| DOCUMENT |
[START]

28 Jan 2022 - Contact Sayan Sircar
11 mins read

This article talks about understanding capital gains tax calculations and computing offsets vs other income.

How to calculate taxes from capital gains and combine them with your other income

Originally published: 28-Jan-2021

Updated: 02-Feb-2022 (post Union budget 2022)

Updated 2: 29-Jun-2022 (declaration of CII for FY 2022-23)

Disclaimer: Taxation is a dynamic concept and the content of this article is valid on the date of publication and any subsequent updates. Always consult a professional tax advisor before doing anything that leads to taxes being due.

Table of Contents

Understanding capital gains and their offsets

Capital gains come from selling a capital asset like shares, mutual funds or real estate. Tax on capital gains depends on the holding period (short or long, leading to STCG and LTCG). The tax rate is considered ‘tax on special rates’, which is separate from slab-based tax on income.

Capital gains are taxed as

  • listed shares and mutual funds with more than 65% domestic equity: 15% tax for STCG (<1 year) or 10% tax on LTCG above ₹1 lakh. No tax if this LTCG is less than a lakh
  • all other mutual funds: tax at slab rate for STCG (<3 year) or 20% tax after indexation on LTCG
  • real estate: tax at slab rate for STCG (<3 year) or 20% tax after indexation on LTCG

Cess at the applicable rate (currently 4%) should be added to the tax.

This article assumes that the investor understands the basics of capital gains taxes for selling shares and mutual funds as per this article: How is tax calculated on selling shares/MFs and how do to do tax harvesting?. For real estate, the holding period is short term for less than two years, and otherwise, it is long term.

Capital assets for the purpose of this article are shares, mutual funds, bonds(SGB, corporate, State government and RBI bonds), and real estate. However, suppose the asset is sold as a part of a business function, for example, a real-estate investor who buys and sells property via their company. In that case, it is considered stock-in-trade and not a capital asset.

[END]

| SOURCE EXCERPT |
[START]

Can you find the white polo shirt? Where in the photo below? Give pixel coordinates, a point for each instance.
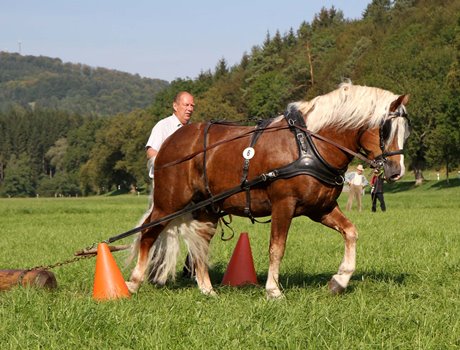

[END]

| YOUR TASKS |
• a. Answer these questions from the capital gains article:
(i) What is the current cess rate to be added to the tax?
(ii) What tax rate applies to STCG on listed shares and mutual funds with more than 65% domestic equity?
(iii) On what date was the second update made, and what did it follow?
• b. Revise the capital gains article from "Updated 2: 29-Jun-2022" through "taxes being due.", replacing "professional tax advisor" with "qualified tax consultant". Begin at the words "Updated 2: 29-Jun-2022" and stop after "taxes being due.".
• c. Translate this sentence from the capital gains article into Spanish: "Cess at the applicable rate (currently 4%) should be added to the tax."

| COMPLETED EXERCISE |
• a.
(i) 4%
(ii) 15%
(iii) 29-Jun-2022, following the declaration of CII for FY 2022-23

• b.
Updated 2: 29-Jun-2022 (declaration of CII for FY 2022-23)

Disclaimer: Taxation is a dynamic concept and the content of this article is valid on the date of publication and any subsequent updates. Always consult a qualified tax consultant before doing anything that leads to taxes being due.

• c. El cess a la tasa aplicable (actualmente del 4 %) debe sumarse al impuesto.